What the exercise asks:
Reproduce the section of the listing that begins at the line containing "the brown leather" and finishes at the line containing "of the eye.". Include both end lines and nothing beyond them.

Supplied entries:
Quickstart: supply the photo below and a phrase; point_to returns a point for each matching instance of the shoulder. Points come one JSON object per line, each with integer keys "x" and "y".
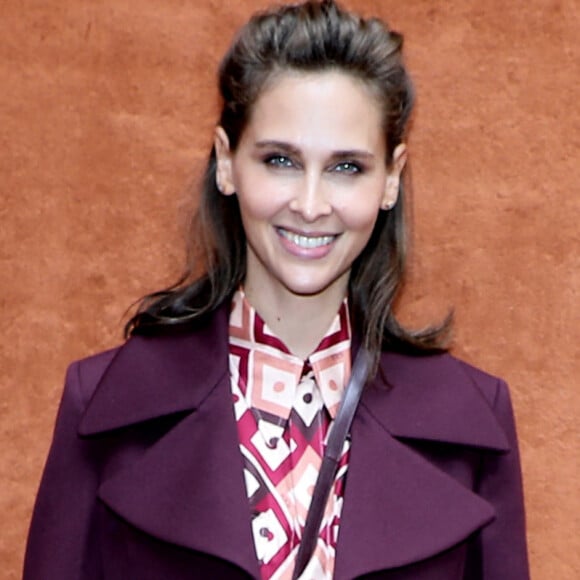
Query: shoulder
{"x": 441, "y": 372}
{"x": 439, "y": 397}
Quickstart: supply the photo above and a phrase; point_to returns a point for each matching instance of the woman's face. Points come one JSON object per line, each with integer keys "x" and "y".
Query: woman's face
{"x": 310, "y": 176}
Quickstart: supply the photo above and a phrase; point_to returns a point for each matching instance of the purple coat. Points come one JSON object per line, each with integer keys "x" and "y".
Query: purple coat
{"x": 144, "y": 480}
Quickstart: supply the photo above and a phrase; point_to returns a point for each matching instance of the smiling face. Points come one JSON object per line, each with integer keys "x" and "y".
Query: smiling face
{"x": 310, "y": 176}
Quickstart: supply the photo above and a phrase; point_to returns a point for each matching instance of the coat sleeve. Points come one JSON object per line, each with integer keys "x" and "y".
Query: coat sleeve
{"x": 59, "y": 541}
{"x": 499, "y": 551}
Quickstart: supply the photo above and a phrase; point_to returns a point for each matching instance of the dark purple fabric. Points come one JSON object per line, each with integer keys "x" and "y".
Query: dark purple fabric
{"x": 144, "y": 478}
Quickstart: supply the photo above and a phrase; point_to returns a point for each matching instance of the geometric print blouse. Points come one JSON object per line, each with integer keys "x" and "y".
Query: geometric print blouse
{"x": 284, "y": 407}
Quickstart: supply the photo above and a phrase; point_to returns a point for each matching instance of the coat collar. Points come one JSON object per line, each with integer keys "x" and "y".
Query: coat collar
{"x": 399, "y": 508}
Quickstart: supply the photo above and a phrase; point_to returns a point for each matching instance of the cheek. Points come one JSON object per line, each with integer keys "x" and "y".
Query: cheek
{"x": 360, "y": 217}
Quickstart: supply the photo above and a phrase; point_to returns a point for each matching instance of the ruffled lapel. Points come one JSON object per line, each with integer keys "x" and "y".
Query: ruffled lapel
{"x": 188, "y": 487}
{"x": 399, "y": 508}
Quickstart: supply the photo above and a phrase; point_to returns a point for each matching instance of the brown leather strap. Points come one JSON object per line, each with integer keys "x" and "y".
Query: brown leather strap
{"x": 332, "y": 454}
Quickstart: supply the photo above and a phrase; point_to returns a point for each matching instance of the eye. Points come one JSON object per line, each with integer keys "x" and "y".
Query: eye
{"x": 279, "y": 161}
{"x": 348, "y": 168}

==

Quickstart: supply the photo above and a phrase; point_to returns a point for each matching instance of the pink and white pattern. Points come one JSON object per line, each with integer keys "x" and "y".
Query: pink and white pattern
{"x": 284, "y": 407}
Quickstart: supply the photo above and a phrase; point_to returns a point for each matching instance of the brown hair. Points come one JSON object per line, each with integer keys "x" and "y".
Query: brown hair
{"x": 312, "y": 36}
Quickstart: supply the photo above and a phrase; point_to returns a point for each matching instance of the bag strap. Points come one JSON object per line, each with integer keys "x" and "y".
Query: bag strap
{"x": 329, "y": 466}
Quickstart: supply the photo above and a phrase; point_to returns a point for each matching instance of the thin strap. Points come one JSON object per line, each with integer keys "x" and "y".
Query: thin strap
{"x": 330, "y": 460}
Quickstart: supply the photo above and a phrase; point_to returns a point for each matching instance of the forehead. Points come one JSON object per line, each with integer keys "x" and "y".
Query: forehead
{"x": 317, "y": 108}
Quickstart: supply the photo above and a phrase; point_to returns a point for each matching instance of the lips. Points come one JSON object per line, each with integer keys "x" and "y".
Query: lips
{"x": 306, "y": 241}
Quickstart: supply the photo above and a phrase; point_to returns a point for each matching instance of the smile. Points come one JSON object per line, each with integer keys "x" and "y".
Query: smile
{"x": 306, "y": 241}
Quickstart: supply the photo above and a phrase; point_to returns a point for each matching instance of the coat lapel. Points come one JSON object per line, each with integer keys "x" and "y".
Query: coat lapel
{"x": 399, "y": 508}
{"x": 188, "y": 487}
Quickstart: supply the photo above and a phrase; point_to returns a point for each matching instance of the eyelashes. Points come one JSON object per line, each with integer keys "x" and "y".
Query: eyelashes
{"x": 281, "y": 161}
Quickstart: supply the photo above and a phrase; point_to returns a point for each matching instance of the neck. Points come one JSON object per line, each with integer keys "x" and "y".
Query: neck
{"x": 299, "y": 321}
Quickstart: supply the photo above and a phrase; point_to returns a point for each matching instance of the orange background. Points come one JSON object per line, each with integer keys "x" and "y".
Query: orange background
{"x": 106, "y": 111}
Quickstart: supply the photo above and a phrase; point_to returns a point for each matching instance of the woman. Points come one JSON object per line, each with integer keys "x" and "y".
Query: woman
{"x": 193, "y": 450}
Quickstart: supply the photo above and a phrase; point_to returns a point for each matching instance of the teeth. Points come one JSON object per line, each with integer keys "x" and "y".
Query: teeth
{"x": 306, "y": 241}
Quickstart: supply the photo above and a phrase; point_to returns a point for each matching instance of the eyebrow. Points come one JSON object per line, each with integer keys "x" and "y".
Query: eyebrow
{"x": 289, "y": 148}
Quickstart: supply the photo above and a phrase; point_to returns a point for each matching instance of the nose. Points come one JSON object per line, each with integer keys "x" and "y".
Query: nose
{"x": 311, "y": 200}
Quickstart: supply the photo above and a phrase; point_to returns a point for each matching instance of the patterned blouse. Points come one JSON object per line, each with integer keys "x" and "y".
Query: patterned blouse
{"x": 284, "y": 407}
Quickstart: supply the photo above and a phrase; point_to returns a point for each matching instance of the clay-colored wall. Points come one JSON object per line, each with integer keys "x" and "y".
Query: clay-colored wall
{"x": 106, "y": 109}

Task output:
Quickstart: supply the photo above and a phrase; point_to returns a point for each matching instance of the brown leather strap. Points come one JSON object per line, each with integer keys "x" and "y".
Query: brown leather strap
{"x": 332, "y": 454}
Quickstart: supply the photo above and a phrase; point_to returns a point for each matching instance of the eye. Points come one JSON object per line, each with integer keys "x" and "y".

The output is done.